#### INFORMATION PROVIDED ####
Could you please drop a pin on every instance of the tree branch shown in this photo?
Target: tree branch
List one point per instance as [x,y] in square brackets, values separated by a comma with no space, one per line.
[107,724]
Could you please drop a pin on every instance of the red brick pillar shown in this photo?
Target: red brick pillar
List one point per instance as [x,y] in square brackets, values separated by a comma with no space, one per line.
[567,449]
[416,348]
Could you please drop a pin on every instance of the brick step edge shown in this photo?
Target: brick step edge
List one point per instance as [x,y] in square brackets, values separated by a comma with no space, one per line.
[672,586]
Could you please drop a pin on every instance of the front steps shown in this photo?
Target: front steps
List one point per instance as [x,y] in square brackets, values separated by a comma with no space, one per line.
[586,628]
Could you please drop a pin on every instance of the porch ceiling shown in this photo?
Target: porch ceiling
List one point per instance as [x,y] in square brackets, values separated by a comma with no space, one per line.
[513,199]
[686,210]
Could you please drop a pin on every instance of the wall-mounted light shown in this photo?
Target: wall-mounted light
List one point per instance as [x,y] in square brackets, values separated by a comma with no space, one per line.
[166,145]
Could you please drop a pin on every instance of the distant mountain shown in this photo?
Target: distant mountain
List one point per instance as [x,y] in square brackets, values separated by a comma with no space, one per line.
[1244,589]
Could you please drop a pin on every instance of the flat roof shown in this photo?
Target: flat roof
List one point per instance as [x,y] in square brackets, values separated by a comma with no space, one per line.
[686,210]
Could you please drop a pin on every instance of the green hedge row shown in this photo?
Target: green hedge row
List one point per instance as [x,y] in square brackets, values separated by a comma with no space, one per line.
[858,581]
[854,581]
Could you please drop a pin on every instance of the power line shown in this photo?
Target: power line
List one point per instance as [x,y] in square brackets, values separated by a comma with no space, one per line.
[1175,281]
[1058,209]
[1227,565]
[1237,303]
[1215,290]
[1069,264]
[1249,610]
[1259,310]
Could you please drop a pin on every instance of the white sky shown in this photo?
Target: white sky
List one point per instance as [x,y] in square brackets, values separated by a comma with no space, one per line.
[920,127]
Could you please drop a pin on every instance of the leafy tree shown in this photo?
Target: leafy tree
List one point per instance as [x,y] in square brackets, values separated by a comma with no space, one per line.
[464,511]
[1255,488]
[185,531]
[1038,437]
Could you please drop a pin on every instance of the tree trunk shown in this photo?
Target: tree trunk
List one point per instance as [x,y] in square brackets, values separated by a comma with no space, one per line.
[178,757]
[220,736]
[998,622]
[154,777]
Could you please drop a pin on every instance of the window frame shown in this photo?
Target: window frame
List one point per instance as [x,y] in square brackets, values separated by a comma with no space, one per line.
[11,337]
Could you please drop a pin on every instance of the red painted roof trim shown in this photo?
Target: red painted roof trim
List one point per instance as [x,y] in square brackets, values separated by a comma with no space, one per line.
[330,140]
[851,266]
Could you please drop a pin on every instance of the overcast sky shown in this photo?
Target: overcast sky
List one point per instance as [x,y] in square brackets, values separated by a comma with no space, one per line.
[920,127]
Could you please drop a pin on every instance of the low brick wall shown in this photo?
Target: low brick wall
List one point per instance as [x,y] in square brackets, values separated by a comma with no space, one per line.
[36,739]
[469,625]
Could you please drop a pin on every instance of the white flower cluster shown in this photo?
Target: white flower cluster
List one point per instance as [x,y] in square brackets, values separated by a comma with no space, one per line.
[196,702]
####
▸ EXERCISE: Update every row above by swapping "drop a pin on" for "place a marker on" and keeping everything else the same.

▸ TASK OUTPUT:
Could you please place a marker on every instance of the tree branch shown in this photo?
Target: tree branch
List one point per instance as [x,y] in square brackets, values separated by a comma with no space, one per line.
[107,724]
Could you please place a marker on every instance of the red brick pillar shown in this photo?
Target: red brick pillar
List one point per instance as [x,y] in square brackets, values separated by a comma with no space, one per line.
[567,449]
[416,348]
Could you please place a marker on every instance of the brick step edge shown in this photo?
Target: brick step edge
List one point per instance as [x,y] in square brackets, values separated by a comma with no space, one per line.
[672,586]
Could you please place a marker on every instance of the front steps shown in this photo?
Target: front steps
List one point per instance as [x,y] in square brackets, values separated by a comma with no space, one per line.
[586,628]
Could you please place a marker on every instance of the porch ceiling shown in this photo?
Target: porch ceiling
List one point per instance as [x,y] in square brackets, values separated by a comma with no space, one per line.
[513,199]
[686,210]
Could you please place a marker on every instance of the wall-mounted light shown in this photo?
Target: wall-mounted light
List one point per instance as [x,y] in square brackets, values separated by a comma with no space, one per line.
[166,145]
Could you please place a marker on every instance of the distant mountain shown in this photo?
Target: distant mountain
List one point per instance as [x,y] in square brackets, values separated by a comma with no space, one per line.
[1244,589]
Could you please place a marker on every instance of the flat roof shown in this photo?
Target: flat roof
List one point per instance as [x,y] in square brackets, values separated by a comma with no space, one per line.
[686,210]
Could you please place a marker on every instance of the green hedge row shown in this photo?
Target: green hedge row
List one point per instance as [x,y] in square brackets, values separated by a comma with no space, one per line.
[858,581]
[854,581]
Could you please place a marker on every instance of the power line shown in this photo?
Target: power line
List one point per instance as [x,y] in square brackets, values separated by a comma with no space, one per line.
[1175,281]
[1058,209]
[1227,565]
[1237,303]
[1215,290]
[1069,264]
[1249,610]
[1259,310]
Could you please place a marker on every instance of the white sky shown in this photo?
Target: white sky
List one point per instance as [x,y] in square brackets, values separated by a comma with no space, one per line.
[920,127]
Could you please place a marker on every instance of the leafy tree shown in this photo?
Target: leafy tree
List one point per instance as [x,y] in square brackets, values separated by a comma with no space, one per line.
[464,511]
[1255,488]
[185,531]
[1038,437]
Could you please place a marker on every instance of the tree trunk shown in this photo?
Target: tree trunk
List one point per instance as [x,y] in square brackets, values separated by a comma with no space, one per line.
[178,757]
[220,736]
[998,622]
[154,777]
Could you please place a marker on every instance of the window frame shown in this photo?
Target: window frame
List one point per instance as [x,y] in square brackets, values separated by a comma with no space, one per line.
[11,337]
Could you please place a marker on every instance of the red painted roof trim shown in this photo?
Target: red painted roof trim
List one point per instance as [x,y] in square brackets, values separated by a comma with no space, one per line.
[330,140]
[851,266]
Could you please place a marker on every instance of the overcast sky shown in this photo?
Target: overcast sky
List one point per instance as [x,y] in square brackets, values separated by a comma with no space, one per line.
[920,127]
Could you please place a marker on every instance of the low brick wall shown in this photo?
Target: low brick wall
List one point per instance as [x,y] in square brackets, values separated by a comma with no space, one per line.
[36,739]
[469,625]
Could you please place a marker on every instance of the white flower cluster shown in this photo?
Target: white flower cluster
List one point per instance as [x,y] in square brackets, values separated by a comma with no space, one per line.
[196,702]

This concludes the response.